設問 1>
次の課題文について、以下の問いに答えよ。
(a) SUMPRODUCT関数で出来ることは何か。
(b) 式「=SUMPRODUCT(B2:B4,C2:C4)」で、数量の列として指定されている範囲はどこか。
(c) 貸借対照表データの入力値が正しいかどうかは、何を確認すればよいとされているか。
設問 2>
次の課題文から、「SUMPRODUCT関数で出来ることは、列×列の合計を求めることです。」から「ここでは単価の列(B2:B4)と数量の列(C2:C4)を掛けて合計しています。」までの箇所を一字一句変えずに抜き出してください。

Excel活用

SUMPRODUCT関数の使い道

先日、こんなツイートをしたところ、思いのほか反応があったので、今日は不肖サカイが考えるSUMPRODUCT関数の使い道について書いていこうと思います。

酒井たかま
酒井たかま
これがなかなか奥の深い関数なんですよ。

SUMPRODUCT関数の基本的な使い方

まず、基本的な使い方から見てみましょう。

SUMPRODUCT関数で出来ることは、列×列の合計を求めることです。

例えばこの表から合計金額を出すには、この2段階で計算すると思います。

  1. 単価×数量を計算
  2. SUM関数で集計

これを一度にやってしまうのがSUMPRODUCT関数です。

関数の使い方はこうです。

=SUMPRODUCT(B2:B4,C2:C4)

ここでは単価の列(B2:B4)と数量の列(C2:C4)を掛けて合計しています。

結果がこちら。

ここまでがSUMPRODUCT関数の概要です。

では、実際にどんな使い道があるのかを見ていきましょう。

貸借対照表データの検算に使いたいとき

例えば財務データを入力する場合、こんな感じで入力したとします。

この入力値が正しいかどうかは、下の図のように左右の合計が一致しているかを確認し、差があればどこが間違っているのかを探せばいいのです。

データ一覧>

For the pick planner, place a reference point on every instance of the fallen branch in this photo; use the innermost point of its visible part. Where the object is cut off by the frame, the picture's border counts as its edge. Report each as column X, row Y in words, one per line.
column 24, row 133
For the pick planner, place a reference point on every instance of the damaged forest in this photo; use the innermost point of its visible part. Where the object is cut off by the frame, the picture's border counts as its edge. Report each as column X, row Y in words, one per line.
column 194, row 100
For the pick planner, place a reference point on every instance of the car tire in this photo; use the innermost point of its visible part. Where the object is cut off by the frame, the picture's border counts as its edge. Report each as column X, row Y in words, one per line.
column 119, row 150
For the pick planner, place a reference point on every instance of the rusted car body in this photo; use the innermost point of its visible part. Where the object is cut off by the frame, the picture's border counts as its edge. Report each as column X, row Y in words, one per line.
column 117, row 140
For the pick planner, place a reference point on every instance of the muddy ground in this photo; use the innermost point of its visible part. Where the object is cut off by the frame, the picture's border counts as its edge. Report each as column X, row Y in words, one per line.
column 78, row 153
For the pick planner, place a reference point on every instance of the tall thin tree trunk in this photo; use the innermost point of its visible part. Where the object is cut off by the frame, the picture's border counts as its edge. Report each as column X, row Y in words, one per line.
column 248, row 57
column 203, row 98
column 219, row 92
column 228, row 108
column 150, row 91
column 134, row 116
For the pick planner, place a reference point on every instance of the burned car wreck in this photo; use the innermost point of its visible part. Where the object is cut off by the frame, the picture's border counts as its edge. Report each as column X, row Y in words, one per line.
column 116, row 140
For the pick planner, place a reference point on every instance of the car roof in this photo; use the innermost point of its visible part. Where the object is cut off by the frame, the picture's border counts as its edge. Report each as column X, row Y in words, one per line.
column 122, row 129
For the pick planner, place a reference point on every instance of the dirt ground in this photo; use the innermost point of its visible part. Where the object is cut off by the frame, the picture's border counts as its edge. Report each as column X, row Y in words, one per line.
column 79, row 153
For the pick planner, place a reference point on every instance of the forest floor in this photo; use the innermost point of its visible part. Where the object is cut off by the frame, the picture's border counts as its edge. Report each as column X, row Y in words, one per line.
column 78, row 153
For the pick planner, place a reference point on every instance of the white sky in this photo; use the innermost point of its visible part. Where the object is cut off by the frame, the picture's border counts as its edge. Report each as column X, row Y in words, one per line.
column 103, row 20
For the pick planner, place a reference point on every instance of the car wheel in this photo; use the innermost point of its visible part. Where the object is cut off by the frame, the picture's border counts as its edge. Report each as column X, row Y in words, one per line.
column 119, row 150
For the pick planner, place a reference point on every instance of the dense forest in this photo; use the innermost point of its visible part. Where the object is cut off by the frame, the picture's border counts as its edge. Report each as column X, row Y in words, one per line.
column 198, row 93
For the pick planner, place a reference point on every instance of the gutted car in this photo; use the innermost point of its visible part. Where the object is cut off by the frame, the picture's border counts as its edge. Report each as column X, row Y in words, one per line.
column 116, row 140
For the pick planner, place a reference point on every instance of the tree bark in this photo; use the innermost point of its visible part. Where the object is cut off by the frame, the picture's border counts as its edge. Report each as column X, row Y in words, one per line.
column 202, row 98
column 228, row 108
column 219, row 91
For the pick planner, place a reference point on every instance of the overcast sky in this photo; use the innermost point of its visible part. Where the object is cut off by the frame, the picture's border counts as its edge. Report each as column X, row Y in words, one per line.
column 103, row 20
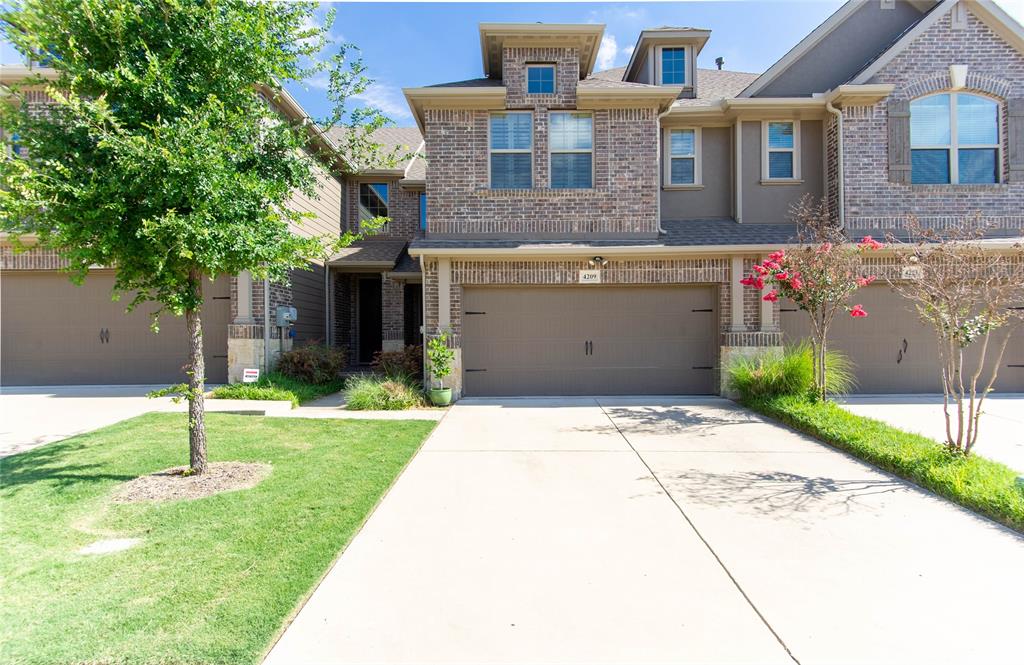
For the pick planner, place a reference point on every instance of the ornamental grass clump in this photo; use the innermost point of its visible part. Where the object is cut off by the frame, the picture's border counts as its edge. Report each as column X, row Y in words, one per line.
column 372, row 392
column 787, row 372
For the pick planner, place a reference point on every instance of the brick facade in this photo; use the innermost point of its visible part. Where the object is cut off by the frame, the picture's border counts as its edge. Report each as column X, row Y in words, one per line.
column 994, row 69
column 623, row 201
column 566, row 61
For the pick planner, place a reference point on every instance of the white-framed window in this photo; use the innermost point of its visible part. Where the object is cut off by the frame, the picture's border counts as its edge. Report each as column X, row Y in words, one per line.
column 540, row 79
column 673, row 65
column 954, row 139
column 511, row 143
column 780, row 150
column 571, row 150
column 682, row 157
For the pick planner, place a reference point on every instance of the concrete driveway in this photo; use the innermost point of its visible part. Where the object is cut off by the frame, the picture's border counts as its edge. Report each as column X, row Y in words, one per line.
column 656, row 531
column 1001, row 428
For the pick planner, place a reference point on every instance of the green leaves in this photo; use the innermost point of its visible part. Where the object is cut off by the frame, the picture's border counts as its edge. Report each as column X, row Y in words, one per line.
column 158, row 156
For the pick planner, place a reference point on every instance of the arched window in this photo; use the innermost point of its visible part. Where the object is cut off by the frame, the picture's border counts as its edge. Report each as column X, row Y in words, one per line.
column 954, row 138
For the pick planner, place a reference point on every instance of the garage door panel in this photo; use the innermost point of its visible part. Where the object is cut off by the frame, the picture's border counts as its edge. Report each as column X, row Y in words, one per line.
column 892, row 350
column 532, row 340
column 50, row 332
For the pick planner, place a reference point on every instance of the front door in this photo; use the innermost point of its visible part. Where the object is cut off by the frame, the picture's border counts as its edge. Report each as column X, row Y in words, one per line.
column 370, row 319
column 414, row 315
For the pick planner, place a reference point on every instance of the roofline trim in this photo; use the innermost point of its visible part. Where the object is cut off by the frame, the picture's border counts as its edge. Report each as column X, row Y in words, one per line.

--

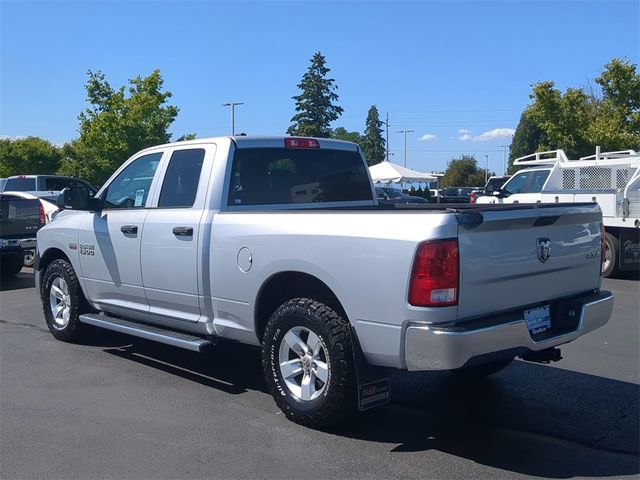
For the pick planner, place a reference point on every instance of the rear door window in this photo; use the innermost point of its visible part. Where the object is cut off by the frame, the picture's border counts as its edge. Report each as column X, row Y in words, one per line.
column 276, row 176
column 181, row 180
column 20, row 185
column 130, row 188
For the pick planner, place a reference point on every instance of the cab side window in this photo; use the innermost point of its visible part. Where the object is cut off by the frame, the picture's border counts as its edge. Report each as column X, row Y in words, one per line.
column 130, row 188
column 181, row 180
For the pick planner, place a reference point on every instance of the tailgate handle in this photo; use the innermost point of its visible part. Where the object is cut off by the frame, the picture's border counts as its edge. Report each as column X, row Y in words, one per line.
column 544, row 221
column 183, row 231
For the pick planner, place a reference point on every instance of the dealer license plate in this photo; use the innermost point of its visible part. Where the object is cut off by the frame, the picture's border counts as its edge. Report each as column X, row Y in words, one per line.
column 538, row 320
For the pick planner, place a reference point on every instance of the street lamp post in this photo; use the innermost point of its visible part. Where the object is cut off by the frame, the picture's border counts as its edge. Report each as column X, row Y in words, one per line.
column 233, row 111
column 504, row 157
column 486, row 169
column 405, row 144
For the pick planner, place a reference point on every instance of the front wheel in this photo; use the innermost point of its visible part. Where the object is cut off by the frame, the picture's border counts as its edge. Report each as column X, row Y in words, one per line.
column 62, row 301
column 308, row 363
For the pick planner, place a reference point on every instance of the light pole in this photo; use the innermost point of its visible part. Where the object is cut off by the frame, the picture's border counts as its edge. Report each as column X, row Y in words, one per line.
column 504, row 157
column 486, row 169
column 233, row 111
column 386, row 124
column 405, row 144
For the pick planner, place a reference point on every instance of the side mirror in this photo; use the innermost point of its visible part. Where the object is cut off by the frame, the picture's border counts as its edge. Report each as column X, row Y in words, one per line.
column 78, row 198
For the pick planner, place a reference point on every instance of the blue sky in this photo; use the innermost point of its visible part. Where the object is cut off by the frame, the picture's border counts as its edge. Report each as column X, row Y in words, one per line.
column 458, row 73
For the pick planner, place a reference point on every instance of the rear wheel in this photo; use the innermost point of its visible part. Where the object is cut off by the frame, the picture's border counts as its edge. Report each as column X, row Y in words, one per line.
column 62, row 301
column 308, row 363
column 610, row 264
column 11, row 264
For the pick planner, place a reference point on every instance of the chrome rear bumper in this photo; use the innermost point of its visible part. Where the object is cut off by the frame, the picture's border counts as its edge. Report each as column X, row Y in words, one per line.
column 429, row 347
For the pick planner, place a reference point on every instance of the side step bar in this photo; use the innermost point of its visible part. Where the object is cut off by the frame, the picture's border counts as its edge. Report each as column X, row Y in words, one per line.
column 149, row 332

解答 1>
(a) 列×列の合計を求めること。
(b) C2:C4
(c) 左右の合計が一致しているか。

解答 2>
SUMPRODUCT関数で出来ることは、列×列の合計を求めることです。

例えばこの表から合計金額を出すには、この2段階で計算すると思います。

  1. 単価×数量を計算
  2. SUM関数で集計

これを一度にやってしまうのがSUMPRODUCT関数です。

関数の使い方はこうです。

=SUMPRODUCT(B2:B4,C2:C4)

ここでは単価の列(B2:B4)と数量の列(C2:C4)を掛けて合計しています。